Livestrong has a number of products that it has trademarked and copyrighted, including a line of “Livestrong” exercise bikes. Now that Lance Armstrong has admitted that he lied about his use of...
Livestrong has a number of products that it has trademarked and copyrighted, including a line of “Livestrong” exercise bikes. Now that Lance Armstrong has admitted that he lied about his use of performance enhancing drugs and medical techniques while he was a professional cyclist, can Livestrong sue Armstrong for “infringement” or “disparagement”?
The short answer is that Lance Armstrong could be sued by Livestrong for infringement or disparagement in connection with his false statements concerning his use of performance enhancing drugs and medical techniques, but neither cause of action would likely succeed. Under the U.S. legal system (other legal systems will vary), a lawsuit can be initiated by anyone or on behalf of anyone about anything. Whether a lawsuit will survive dismissal or will result in a favorable outcome are different questions. So, the better question here is whether Livestrong would prevail in a lawsuit alleging infringement and/or disparagement on the part of Lance Armstrong. To examine this, we need to break the response into two parts: the infringement issue and the disparagement issue.
Part 1: Infringement
Infringement is a claim that someone has made unauthorized use of the intellectual property of another. In the copyright context, infringement involves the unauthorized copying or use of all or part of a work protected by copyright. In the trademark context, infringement typically involves the passing off of goods or causing confusion as to the source of goods. Additionally, some state trademark laws, as well as federal trademark law, contain anti-dilution provisions designed to protect famous marks from activities that would impact the distinctiveness of that mark.
In the matter in question, Lance Armstrong’s admissions that he made false statements concerning his use of performance enhancing drugs and medical techniques do not appear on their face to implicate either copyright or trademark law. His admissions appear to neither copy/use protected works under copyright, nor do they attempt to pass off goods or cause confusion as to the source of goods under trademark. Further, while his admissions likely lessened the value of the intellectual property of Livestrong, the distinctiveness of Livestrong trademarks was likely not impacted; it may even be the case that any such trademarks of Livstrong are more distinctive than before due to increased notoriety. Thus, it is unlikely that either state or federal trademark anti-dilution provisions would apply.
Put more informally, Armstrong’s admissions of making false statements simply do not themselves implicate intellectual property law. Copyright and trademark law are intended to protect the value of intellectual property with respect to the unauthorized use of that property by another. They do not protect against acts that may devalue the goodwill of that intellectual property but that do not actually infringe on the intellectual property rights of the owners of the intellectual property in question.
Part 2: Disparagement
The tort of disparagement is a claim brought when someone has made a false statement or statements against a business and said false statement or statements incur an economic injury for the business (it is not a claim made with respect to intellectual property, which the original question seems to contemplate). The typical context of a disparagement action is a person publishing (either orally or in writing) false information about a business and its products and/or practices. These false statements must have a negative impact on the economic status of the business. This contrasts with the tort of libel, which involves false statements that result in damage to the reputation of a person or business.

**********

• **Work to complete**:
a. Quote the passage on Livestrong and Lance Armstrong word for word, starting at "Part 1: Infringement" and ending at "of that mark.".
b. In the passage on Livestrong and Lance Armstrong, what does the tort of libel involve?

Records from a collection
**********

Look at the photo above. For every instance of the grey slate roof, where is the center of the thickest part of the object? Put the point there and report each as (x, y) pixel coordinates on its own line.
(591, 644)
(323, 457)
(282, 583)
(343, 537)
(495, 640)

**********

• **Answers**:
a.
Part 1: Infringement
Infringement is a claim that someone has made unauthorized use of the intellectual property of another. In the copyright context, infringement involves the unauthorized copying or use of all or part of a work protected by copyright. In the trademark context, infringement typically involves the passing off of goods or causing confusion as to the source of goods. Additionally, some state trademark laws, as well as federal trademark law, contain anti-dilution provisions designed to protect famous marks from activities that would impact the distinctiveness of that mark.

b. False statements that result in damage to the reputation of a person or business.